*About this task:* All entries below must be given again exactly as they stand.

*Task data:*
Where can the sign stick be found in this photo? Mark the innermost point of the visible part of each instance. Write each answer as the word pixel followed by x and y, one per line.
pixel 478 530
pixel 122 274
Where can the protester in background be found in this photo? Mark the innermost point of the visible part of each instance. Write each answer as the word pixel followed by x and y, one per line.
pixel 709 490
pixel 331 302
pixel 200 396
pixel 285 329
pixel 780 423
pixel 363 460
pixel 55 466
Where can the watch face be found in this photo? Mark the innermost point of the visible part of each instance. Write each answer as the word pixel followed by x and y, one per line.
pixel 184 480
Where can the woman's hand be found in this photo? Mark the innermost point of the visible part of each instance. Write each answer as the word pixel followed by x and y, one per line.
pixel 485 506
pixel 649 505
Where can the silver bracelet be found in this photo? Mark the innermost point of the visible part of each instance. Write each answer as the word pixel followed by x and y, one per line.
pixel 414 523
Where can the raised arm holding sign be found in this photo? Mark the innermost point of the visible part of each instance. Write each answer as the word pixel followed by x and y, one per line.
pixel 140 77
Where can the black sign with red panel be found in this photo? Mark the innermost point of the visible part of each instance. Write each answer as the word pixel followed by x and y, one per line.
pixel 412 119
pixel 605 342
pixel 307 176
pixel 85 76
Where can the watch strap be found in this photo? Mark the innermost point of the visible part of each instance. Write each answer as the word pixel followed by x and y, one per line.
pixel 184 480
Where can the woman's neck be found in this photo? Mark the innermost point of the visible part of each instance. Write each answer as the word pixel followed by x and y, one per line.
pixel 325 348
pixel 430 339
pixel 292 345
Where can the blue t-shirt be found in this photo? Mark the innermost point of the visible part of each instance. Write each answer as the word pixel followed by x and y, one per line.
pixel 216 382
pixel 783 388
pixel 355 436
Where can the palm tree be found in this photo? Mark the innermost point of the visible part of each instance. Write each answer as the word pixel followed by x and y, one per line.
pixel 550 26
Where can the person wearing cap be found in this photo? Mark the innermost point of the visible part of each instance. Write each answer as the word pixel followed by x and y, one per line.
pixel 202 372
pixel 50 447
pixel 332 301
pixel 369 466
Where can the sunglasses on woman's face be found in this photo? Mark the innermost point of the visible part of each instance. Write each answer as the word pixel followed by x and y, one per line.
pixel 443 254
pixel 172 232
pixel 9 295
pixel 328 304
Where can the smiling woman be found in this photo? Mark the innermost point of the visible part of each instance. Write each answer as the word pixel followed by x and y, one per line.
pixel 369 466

*Your solution:*
Where can the sign stick be found in this photo? Mark the innermost point of the visible part of each instance. Write each answer as the word pixel followed by x and y, one per line.
pixel 478 530
pixel 122 274
Where can the protester in background be found in this photo? Mark the innermost point of the visible part of each instance. Write each answer as the word pixel followed by x and y, one per line.
pixel 709 490
pixel 331 302
pixel 200 396
pixel 285 329
pixel 780 423
pixel 363 460
pixel 55 466
Where can the watch face be found in this photo? Mark the innermost point of the visible part of each instance. Write each answer as the word pixel followed by x and y, one per line.
pixel 184 480
Where can the woman's hand be found in this photo? Mark the innermost point of the visible part of each instance. Write each answer as the word pixel followed by x and y, one per line.
pixel 485 506
pixel 649 505
Where can the silver bracelet be found in this photo? Mark the innermost point of the visible part of each instance. Write each answer as the word pixel followed by x and y, one per line.
pixel 414 523
Where can the raised arm holding sign be found in this photo? Mark the innermost point of the visible part of each instance. Write each answer as the word pixel followed by x and y, one per line.
pixel 140 77
Where can the black sign with red panel be found in this photo? Mark the innermost point of the visible part of each instance. Write each answer as the word pixel followed by x and y, one per line.
pixel 412 119
pixel 605 342
pixel 307 176
pixel 85 76
Where can the watch strap be found in this photo? Mark the innermost point of the visible part of each instance. Write each answer as the word pixel followed by x and y, one per line.
pixel 184 480
Where can the woman's neck be found in this photo? Mark the innermost point of the visible part of each instance. Write each answer as the word pixel followed by x and y, one per line.
pixel 325 348
pixel 430 339
pixel 292 345
Where can the blue t-shirt be found in this photo? Mark the innermost point of the visible part of each instance. Write each answer as the word pixel followed by x and y, one per line.
pixel 216 382
pixel 783 388
pixel 355 436
Where can the palm tree be found in this photo? Mark the innermost point of the visible part of each instance. Write each answer as the word pixel followed by x and y, one per line.
pixel 550 26
Where can the person wearing cap be found in this photo? Mark the innermost point of the visible part of each instance. Write each answer as the word pixel followed by x and y, one per line.
pixel 202 372
pixel 50 447
pixel 332 301
pixel 369 466
Where can the sunglasses on woman's face be found in this photo? Mark the innermost point of the visible part of each instance. Write each answer as the word pixel followed by x and y, one per line.
pixel 443 254
pixel 172 232
pixel 9 295
pixel 328 304
Where can the smiling woman be found in this photo? Mark the innermost point of the visible part of each instance. Write each answer as the word pixel followed by x and y, one per line.
pixel 369 466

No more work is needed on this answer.